Pull out every line below that contains the word "neck", and copy each one in full.
▼▼▼
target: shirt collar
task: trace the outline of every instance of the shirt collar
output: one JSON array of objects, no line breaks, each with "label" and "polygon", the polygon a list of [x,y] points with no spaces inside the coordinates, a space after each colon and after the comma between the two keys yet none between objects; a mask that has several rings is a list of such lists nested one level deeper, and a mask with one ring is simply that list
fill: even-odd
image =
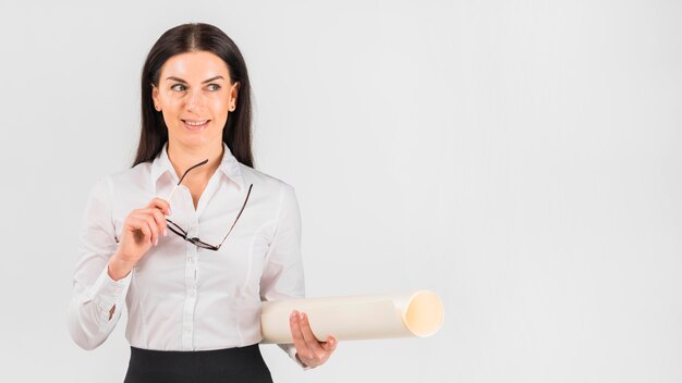
[{"label": "shirt collar", "polygon": [[[232,156],[232,152],[230,151],[230,148],[228,148],[226,143],[222,143],[222,148],[224,149],[224,151],[222,153],[222,160],[220,161],[220,165],[218,165],[217,171],[223,173],[228,178],[234,182],[240,189],[243,189],[244,178],[242,177],[240,163],[236,158]],[[155,184],[163,174],[169,174],[174,183],[178,183],[178,181],[180,181],[180,178],[175,174],[173,165],[168,159],[168,143],[163,145],[163,149],[161,149],[161,151],[154,159],[154,162],[151,162],[150,174],[151,182]]]}]

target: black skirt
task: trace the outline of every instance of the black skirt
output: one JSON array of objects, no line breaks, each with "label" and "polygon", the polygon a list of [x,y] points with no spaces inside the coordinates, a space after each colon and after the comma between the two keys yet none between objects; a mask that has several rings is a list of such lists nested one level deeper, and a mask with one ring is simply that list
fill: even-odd
[{"label": "black skirt", "polygon": [[272,383],[258,345],[207,351],[131,347],[124,383]]}]

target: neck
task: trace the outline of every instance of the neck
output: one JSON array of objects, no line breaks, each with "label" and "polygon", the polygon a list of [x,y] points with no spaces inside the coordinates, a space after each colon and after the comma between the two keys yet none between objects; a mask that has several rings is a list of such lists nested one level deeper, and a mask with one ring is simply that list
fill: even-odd
[{"label": "neck", "polygon": [[178,178],[182,177],[184,172],[195,164],[208,159],[208,162],[192,170],[183,184],[191,180],[208,180],[216,172],[222,160],[222,140],[216,145],[206,145],[202,147],[187,147],[179,143],[168,141],[168,159],[170,160]]}]

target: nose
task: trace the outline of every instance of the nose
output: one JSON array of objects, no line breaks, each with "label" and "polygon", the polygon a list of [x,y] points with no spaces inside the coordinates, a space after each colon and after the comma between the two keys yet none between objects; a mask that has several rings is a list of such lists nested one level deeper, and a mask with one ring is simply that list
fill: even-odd
[{"label": "nose", "polygon": [[206,104],[202,89],[191,89],[187,92],[186,108],[188,112],[198,113]]}]

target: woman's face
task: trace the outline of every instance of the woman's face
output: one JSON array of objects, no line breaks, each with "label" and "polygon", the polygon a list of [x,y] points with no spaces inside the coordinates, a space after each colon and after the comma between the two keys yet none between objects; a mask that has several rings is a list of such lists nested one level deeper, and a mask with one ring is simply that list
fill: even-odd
▲▲▲
> Answer to the exercise:
target: neck
task: trace the outline of every instance of the neck
[{"label": "neck", "polygon": [[178,178],[182,177],[184,172],[195,164],[208,159],[208,162],[192,170],[183,184],[191,180],[208,180],[216,172],[222,160],[222,140],[216,145],[206,145],[202,147],[187,147],[179,143],[168,141],[168,159],[170,160]]}]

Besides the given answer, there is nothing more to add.